### [Document passage]
·····
This is what the new system will look like:

Figure 6.3  Model of new vocation, education and training system

Figure 6.3

Source: Piercy-Cameron, 2022 (adapted from other available figures)

The radical reshaping of vocational education and training started just as the Covid-19 pandemic hit New Zealand. Skills development has been put forward as a solution to the unemployment and labour market dislocation caused by the pandemic. As such the reform process in relation to the WDCs and RSLGs has been accelerated. The government has also created a new policy initiative launched in July 2020 that fully funds sub-degree qualifications at levels 3-7 on the qualifications framework (Tertiary Education Commission, 2020). Uptake has been significant with more than 100,000 signing up for free vocational training courses and as well, in tandem with this change, a Southern Auckland initiative has focused on increased trades participation amongst Māori and Pasifika (for details, see Piercy & Rasmussen, 2022).

Despite these positive moves some of the involved organisations – especially some Polytechs and ITOs – have voiced their concerns over the potential fallouts for individual organisations and the overall ability of the new system to deliver quality education and training (Competenz, 2019). So far, the uptake of trades students appears to have addressed these potential fallouts, but it is happening in a situation where skills and labour shortages caused by border closure is putting the government under political pressure (see above). Interestingly, employers appear to be mainly positive about the changes and there has also been union support. Whether the lack of employer criticism has been overshadowed by the economic and industry disruption caused by the pandemic will probably first become clear when RoVE is fully implemented and the disruption of the pandemic is in the past.

Thus, at the time of writing, there is another major change happening in vocational education and training – on par with the 1990s changes – amidst economic rebuilding following the Covid-19 pandemic. While it has become a mantra that continuous skill developments should be an ingrained part of economic success and social inclusion there is a lack of clarity of how best to facilitate adequate skill development. This has clearly been the case in New Zealand where economic upswings and tight labour markets are associated with skill shortages and the ‘import’ of workers. Constantly, training efforts have lagged behind labour market demands and, besides belated investments in vocational education and training, various schemes have tried to alleviate labour shortfalls in many key industries, such as agriculture and horticulture, tourism and hospitality, construction and IT sectors.

The perennial problem of weak productivity growth

Productivity and rising productivity levels have become crucial measures of the relative success of national economies and their economic performance. As Nobel Prize Winner Paul Krugman has famously coined it: “Productivity isn’t everything, but, in the long run, it is almost everything. A country’s ability to improve its standard of living over time depends almost entirely on its ability to raise its output per worker.” (Krugman, 1994: 11). It has become, therefore, of considerable concern that New Zealand’s relative productivity growth has been dismal over many decades (Conway & Meehan, 2013; NZ Productivity Commission, 2016).
·····
Segmentation mask data
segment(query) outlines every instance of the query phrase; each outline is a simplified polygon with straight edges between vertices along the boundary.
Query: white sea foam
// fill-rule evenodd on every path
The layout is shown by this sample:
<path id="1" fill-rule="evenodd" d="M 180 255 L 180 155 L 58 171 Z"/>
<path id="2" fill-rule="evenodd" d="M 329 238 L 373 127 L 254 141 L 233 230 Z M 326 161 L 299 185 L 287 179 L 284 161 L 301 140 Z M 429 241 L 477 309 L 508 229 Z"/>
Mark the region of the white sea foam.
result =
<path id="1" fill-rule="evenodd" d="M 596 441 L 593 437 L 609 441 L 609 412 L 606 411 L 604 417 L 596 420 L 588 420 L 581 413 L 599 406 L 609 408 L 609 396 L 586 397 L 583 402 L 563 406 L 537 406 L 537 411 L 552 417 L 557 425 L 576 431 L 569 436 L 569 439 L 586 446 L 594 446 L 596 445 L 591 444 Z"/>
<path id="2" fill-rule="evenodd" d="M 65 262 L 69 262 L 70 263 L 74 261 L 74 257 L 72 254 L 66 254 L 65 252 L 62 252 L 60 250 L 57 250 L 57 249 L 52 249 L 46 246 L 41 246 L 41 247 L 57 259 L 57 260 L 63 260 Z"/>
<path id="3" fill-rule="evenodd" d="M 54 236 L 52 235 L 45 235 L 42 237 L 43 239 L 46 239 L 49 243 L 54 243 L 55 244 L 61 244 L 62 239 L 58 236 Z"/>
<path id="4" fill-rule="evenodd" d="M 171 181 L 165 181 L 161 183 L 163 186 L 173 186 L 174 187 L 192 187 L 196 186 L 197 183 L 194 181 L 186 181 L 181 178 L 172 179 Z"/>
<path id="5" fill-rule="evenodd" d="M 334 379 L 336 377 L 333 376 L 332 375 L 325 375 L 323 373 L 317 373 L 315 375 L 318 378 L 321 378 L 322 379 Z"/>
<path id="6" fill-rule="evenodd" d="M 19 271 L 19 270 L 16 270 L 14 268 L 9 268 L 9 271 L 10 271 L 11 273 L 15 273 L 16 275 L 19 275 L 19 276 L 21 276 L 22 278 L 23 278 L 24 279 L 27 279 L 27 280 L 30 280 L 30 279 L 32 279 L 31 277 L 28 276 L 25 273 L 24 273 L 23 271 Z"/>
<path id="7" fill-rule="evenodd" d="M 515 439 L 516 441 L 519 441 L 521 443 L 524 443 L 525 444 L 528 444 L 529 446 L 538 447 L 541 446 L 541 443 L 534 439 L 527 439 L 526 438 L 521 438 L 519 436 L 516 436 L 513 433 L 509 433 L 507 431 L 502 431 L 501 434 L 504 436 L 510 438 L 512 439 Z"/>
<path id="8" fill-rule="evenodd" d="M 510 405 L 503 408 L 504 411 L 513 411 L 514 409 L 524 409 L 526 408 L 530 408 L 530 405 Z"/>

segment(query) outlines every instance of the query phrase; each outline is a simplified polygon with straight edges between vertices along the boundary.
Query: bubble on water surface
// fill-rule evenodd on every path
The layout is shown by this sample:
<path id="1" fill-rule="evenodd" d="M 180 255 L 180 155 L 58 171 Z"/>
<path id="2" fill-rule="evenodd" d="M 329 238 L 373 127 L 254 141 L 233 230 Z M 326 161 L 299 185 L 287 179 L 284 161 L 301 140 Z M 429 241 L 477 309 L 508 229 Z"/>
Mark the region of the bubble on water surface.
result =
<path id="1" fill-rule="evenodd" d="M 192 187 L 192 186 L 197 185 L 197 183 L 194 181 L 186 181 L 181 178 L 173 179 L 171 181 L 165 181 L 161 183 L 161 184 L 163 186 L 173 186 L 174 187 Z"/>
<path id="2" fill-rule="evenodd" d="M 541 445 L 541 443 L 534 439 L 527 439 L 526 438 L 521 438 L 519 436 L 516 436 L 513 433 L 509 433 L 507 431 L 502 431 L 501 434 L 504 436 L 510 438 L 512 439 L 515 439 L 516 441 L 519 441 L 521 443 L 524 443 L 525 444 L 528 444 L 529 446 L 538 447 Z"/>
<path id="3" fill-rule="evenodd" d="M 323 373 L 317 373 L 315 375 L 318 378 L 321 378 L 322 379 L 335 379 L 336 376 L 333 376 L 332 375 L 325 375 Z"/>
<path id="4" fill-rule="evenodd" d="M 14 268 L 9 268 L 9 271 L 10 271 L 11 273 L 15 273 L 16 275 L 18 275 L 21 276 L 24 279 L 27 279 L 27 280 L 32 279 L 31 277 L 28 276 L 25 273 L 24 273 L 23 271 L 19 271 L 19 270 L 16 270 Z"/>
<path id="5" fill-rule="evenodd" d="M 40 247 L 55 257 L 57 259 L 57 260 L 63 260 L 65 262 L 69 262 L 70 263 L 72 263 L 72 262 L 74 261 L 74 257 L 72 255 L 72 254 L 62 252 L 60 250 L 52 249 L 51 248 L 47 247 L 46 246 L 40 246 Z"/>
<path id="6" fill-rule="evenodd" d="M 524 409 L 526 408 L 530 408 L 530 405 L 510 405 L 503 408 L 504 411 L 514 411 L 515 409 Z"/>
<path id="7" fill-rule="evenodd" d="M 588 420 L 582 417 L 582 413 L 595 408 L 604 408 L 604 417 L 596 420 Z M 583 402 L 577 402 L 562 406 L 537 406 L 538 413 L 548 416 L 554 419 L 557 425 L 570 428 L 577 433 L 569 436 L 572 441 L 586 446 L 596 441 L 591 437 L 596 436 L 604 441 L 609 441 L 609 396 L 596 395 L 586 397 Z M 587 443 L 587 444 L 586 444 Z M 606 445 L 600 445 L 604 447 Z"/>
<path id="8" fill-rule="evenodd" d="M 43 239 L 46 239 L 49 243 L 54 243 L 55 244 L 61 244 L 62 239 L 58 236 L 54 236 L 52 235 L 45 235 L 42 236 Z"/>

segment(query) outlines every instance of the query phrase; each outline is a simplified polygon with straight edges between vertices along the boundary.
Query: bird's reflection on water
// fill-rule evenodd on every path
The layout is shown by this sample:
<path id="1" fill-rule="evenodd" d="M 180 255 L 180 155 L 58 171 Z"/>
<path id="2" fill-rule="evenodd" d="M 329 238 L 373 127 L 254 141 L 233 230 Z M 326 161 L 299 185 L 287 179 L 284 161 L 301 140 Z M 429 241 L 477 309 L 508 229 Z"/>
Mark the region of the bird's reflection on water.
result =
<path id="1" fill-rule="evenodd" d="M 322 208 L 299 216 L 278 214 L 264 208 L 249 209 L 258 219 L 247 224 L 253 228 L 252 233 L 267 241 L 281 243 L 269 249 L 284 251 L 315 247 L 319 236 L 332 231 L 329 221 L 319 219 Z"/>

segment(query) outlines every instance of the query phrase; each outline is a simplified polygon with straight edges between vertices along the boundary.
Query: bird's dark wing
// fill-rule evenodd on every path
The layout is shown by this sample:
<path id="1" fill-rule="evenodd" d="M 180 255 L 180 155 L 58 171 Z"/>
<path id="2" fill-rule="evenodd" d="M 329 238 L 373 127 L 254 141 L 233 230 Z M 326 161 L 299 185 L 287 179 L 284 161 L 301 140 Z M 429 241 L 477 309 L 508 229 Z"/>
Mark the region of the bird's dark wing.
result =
·····
### [Explore the material]
(A) According to the passage on New Zealand's skills and productivity, how many people signed up for free vocational training courses?
(B) Resume the passage on New Zealand's skills and productivity from its final sentence.

### [Exercise responses]
(A) More than 100,000.

(B)
This has raised many questions and issues in respect of how to lift New Zealand’s productivity performance but there has been less success in providing sustainable improvements in actual productivity growth. Interestingly, the major employment relations framework changes in the last three to four decades have been driven partly by an attempt to lift productivity levels (see Chapters 3 & 4). Still, it has also been questioned recently whether legislative employment relations reforms in themselves can raise productivity performance significantly (Peetz, 2012; Rasmussen & Fletcher, 2018).

Discussions of productivity growth have been around for a long time and its basic conceptualisation – producing more value through using input resources better – is well-known economic territory (see Conway, 2016; NZ Productivity Commission, 2021). In basic terms, productivity drivers are: investments in physical and human capital, innovation and investments in research and development, competition pressures, superior workplace relationships and skill utilisation. Or as the NZ Productivity Commission (2021: 3) has formulated it, productivity can be lifted by “producing more with what we have (people, knowledge, skills, produced capital, and natural resources).”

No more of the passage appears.